--- Excerpted data ---

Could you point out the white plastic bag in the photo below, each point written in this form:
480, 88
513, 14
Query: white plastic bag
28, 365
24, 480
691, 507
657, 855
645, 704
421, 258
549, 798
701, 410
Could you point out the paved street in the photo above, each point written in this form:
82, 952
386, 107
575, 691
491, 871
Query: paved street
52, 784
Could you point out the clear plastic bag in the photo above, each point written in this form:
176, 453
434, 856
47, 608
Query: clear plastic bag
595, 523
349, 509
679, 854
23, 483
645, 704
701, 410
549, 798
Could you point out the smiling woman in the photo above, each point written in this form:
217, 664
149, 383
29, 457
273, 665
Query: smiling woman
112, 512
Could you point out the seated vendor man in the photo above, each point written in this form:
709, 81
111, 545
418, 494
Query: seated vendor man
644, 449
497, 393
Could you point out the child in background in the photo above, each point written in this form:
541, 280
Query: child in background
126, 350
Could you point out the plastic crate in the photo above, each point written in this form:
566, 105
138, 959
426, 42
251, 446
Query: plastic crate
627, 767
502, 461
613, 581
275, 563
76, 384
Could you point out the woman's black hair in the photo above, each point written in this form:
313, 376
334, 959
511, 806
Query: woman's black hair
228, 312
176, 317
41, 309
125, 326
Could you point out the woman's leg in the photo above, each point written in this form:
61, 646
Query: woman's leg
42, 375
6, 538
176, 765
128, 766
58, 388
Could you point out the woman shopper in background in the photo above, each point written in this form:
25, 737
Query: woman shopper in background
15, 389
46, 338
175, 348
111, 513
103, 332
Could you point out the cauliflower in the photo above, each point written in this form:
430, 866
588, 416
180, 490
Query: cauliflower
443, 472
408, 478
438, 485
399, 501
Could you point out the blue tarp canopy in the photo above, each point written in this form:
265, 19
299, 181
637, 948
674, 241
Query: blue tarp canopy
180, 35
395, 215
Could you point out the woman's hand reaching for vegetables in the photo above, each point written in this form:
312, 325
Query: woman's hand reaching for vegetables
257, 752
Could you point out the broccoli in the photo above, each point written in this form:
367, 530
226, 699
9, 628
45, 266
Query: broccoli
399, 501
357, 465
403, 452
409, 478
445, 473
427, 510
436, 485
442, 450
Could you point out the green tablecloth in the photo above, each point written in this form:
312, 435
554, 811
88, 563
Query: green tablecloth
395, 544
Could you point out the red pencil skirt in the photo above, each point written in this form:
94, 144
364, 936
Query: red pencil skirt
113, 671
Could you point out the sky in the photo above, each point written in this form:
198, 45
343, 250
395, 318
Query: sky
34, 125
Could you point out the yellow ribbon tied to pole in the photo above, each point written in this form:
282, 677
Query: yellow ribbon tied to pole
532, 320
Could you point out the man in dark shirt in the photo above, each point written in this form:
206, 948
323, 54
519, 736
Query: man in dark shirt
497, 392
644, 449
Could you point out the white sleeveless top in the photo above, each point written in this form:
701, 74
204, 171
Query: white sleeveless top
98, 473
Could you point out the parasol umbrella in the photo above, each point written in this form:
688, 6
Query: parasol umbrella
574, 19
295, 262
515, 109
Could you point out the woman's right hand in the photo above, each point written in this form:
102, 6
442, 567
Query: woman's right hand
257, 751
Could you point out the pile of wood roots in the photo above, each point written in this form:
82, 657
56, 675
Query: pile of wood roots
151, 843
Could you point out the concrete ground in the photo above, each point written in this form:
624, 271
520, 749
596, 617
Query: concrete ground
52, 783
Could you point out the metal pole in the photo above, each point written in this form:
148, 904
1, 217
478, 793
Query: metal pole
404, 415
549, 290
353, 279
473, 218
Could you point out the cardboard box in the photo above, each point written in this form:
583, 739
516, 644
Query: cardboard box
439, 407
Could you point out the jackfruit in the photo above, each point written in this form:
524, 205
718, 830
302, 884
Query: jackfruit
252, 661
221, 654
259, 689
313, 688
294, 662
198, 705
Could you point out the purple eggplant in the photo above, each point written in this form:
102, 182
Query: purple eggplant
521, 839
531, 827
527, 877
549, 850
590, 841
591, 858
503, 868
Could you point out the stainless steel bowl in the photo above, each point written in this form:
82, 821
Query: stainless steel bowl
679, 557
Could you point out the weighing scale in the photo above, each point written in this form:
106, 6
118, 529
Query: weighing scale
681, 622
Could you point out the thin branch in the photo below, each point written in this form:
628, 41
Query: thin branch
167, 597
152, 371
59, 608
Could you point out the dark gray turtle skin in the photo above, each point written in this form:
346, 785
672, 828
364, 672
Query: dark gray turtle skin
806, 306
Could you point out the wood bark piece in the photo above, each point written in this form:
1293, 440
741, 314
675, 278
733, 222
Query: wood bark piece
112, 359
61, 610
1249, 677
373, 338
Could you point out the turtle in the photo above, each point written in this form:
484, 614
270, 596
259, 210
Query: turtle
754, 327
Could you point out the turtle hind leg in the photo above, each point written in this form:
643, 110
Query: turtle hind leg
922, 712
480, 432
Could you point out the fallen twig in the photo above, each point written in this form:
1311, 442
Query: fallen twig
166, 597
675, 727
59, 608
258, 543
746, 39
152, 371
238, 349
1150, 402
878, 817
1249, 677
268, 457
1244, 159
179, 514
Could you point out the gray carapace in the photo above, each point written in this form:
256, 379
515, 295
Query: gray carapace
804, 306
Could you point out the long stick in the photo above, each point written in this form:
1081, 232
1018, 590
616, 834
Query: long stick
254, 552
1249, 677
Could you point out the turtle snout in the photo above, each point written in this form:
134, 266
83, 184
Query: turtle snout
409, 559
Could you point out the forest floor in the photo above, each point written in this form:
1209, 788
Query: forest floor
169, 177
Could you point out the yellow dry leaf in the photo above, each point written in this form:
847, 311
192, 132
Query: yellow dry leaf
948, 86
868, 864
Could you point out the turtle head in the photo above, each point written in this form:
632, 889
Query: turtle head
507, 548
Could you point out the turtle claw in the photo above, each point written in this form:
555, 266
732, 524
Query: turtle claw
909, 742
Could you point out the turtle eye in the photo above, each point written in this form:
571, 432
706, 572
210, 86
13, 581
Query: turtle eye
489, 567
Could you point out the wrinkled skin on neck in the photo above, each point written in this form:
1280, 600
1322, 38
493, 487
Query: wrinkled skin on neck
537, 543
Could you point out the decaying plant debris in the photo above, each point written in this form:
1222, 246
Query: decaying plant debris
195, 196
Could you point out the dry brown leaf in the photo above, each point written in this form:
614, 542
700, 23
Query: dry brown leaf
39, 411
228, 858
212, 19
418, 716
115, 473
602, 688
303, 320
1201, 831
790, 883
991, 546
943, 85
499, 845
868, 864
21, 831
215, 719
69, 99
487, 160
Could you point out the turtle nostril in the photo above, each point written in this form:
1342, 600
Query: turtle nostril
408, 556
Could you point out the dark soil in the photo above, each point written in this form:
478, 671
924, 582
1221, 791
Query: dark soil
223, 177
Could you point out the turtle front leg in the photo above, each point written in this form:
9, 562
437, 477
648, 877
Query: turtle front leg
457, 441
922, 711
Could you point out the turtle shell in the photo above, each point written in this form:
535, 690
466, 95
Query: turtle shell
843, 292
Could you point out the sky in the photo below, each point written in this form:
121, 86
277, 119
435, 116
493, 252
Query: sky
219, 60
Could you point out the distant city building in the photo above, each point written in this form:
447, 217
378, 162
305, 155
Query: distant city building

--- Objective ---
Can you return, unchanged, everything from the line containing "Could you point out the distant" down to the end of the records?

--- Reply to the exercise ---
Could you point out the distant city building in the photo above, each point written in this form:
447, 217
378, 162
305, 155
Query: distant city building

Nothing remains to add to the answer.